Dataset entries:

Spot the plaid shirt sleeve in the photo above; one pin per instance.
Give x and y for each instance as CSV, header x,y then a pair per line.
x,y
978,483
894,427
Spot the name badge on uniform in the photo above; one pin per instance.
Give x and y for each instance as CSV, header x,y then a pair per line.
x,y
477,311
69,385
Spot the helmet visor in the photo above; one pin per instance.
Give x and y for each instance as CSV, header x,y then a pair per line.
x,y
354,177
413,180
* * *
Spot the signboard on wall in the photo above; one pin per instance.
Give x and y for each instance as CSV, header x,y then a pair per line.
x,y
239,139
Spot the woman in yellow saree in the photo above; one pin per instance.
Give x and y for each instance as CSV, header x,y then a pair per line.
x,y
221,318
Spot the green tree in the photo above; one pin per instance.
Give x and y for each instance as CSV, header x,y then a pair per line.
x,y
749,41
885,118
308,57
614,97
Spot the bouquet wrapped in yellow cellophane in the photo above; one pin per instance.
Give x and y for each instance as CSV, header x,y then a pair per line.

Your instructions:
Filter the records, keeping only lines that contain "yellow", and show those lines.

Completed task:
Spot the woman in yellow saree in the photo above; one pin per instance.
Spot the bouquet wrapped in yellow cellophane in the photo above; one pin per instance.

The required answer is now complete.